> _Task description_: Rewrite the entries with every "horse" changed to "pony", keeping everything else the same.

> _Material_:
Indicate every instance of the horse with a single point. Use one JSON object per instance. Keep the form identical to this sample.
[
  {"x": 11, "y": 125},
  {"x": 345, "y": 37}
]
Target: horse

> _Response for this exercise_:
Indicate every instance of the pony with a single point. Use one JSON object per instance. Keep the form identical to this sample.
[
  {"x": 11, "y": 125},
  {"x": 345, "y": 37}
]
Target: pony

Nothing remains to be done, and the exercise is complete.